- Your task
Please turn the lines of the listing below into a numbered list, starting with the line that contains "TARGET = green sign" and going on through the final line of the listing, both included. Leave out any blank lines.
* Start *
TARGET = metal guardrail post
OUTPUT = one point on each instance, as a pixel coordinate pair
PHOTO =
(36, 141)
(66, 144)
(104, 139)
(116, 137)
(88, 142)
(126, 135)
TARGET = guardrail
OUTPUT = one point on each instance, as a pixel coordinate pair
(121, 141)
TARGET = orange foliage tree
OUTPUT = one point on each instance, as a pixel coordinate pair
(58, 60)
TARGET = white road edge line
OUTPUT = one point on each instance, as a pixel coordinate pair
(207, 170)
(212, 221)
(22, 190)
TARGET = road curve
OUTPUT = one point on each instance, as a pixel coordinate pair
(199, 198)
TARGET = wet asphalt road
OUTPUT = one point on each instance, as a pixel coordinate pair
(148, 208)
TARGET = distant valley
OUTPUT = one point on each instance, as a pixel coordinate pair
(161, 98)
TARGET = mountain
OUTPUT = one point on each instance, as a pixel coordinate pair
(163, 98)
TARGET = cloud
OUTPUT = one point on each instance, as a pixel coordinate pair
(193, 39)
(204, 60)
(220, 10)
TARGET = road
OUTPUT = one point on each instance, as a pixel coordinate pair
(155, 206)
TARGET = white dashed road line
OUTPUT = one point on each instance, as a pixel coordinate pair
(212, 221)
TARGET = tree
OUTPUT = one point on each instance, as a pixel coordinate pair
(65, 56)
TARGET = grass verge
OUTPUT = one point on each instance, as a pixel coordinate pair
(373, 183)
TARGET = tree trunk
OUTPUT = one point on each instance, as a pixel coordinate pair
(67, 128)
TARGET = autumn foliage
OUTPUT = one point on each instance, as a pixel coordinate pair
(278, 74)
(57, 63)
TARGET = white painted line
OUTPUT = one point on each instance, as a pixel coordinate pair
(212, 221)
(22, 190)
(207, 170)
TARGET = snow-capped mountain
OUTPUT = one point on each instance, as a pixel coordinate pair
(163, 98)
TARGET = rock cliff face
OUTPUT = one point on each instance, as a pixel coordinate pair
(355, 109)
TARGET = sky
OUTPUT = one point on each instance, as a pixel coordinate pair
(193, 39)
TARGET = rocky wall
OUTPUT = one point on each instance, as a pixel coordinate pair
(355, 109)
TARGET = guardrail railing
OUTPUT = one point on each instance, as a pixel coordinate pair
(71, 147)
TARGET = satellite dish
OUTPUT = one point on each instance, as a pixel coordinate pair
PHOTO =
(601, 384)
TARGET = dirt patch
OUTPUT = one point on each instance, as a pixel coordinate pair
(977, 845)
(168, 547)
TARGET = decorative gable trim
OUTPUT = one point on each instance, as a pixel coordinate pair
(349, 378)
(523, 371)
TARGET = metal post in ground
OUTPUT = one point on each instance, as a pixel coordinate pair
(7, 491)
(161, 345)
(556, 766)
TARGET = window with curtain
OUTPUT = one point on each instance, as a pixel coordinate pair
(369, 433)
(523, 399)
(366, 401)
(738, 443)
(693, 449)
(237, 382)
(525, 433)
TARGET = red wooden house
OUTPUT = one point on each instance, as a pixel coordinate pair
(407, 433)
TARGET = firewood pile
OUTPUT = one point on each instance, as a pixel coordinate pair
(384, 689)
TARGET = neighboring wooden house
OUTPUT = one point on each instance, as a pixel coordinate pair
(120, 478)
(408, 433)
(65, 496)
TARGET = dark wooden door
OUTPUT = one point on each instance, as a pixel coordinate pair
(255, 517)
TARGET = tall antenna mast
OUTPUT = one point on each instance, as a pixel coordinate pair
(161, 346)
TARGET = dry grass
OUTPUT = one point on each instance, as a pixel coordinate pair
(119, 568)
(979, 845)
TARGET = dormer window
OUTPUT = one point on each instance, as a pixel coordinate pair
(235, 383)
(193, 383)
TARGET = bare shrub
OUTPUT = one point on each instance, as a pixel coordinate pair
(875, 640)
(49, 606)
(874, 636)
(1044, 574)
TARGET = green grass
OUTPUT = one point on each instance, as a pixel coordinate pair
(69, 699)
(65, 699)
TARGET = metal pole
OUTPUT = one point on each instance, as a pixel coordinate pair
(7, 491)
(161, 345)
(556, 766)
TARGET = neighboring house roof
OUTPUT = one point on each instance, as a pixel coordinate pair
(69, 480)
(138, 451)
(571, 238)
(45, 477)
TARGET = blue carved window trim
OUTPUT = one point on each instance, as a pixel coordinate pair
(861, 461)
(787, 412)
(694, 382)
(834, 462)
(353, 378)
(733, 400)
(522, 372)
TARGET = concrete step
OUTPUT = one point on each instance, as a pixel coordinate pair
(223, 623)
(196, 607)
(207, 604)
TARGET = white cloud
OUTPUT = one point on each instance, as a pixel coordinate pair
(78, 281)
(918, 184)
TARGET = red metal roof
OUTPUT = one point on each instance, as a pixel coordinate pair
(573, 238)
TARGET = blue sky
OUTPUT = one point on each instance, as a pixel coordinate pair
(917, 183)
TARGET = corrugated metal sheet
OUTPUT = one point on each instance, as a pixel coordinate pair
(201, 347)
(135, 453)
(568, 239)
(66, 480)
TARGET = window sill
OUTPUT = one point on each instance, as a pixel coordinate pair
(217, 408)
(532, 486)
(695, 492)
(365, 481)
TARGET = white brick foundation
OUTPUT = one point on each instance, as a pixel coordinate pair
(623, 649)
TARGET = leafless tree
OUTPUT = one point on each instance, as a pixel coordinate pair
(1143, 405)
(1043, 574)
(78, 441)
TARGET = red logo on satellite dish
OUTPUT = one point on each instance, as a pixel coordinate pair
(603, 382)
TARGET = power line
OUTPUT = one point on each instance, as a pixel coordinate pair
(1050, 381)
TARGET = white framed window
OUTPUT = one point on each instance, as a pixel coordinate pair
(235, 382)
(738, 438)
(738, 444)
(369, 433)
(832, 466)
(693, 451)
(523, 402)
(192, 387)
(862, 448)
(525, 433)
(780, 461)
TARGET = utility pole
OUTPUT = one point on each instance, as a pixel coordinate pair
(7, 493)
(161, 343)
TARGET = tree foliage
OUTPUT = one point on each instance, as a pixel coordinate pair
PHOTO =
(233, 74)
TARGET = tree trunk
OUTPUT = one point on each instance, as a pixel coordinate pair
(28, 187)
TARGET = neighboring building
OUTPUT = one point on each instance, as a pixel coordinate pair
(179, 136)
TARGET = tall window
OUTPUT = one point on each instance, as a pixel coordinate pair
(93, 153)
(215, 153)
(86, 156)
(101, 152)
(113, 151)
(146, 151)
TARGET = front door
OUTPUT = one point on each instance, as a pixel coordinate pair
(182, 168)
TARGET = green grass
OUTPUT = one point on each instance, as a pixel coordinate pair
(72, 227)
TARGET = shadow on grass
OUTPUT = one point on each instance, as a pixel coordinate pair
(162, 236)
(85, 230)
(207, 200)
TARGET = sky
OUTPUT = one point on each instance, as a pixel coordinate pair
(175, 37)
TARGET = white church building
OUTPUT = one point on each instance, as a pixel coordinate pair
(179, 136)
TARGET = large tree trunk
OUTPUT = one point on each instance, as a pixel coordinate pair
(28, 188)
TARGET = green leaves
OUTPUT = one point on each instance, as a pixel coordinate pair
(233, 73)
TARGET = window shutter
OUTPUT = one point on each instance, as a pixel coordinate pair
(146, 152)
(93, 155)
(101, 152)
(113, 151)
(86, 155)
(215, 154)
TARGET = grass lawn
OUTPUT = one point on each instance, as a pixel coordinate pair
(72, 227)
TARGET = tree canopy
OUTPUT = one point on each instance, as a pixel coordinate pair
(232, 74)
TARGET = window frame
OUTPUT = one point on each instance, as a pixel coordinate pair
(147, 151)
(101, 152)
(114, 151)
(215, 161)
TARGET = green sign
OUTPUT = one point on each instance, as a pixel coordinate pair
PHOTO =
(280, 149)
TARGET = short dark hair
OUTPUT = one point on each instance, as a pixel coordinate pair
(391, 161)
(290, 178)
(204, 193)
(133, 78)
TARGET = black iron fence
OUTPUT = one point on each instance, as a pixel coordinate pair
* End *
- Reply
1. TARGET = green sign
2. OUTPUT = one point on each instance, as a pixel coordinate pair
3. PHOTO =
4. (280, 149)
5. TARGET = short dark hair
6. OUTPUT = one point on each instance, as a pixel coordinate pair
7. (391, 161)
8. (290, 178)
9. (204, 193)
10. (133, 78)
11. TARGET = black iron fence
12. OUTPUT = one point on each instance, as a pixel coordinate pair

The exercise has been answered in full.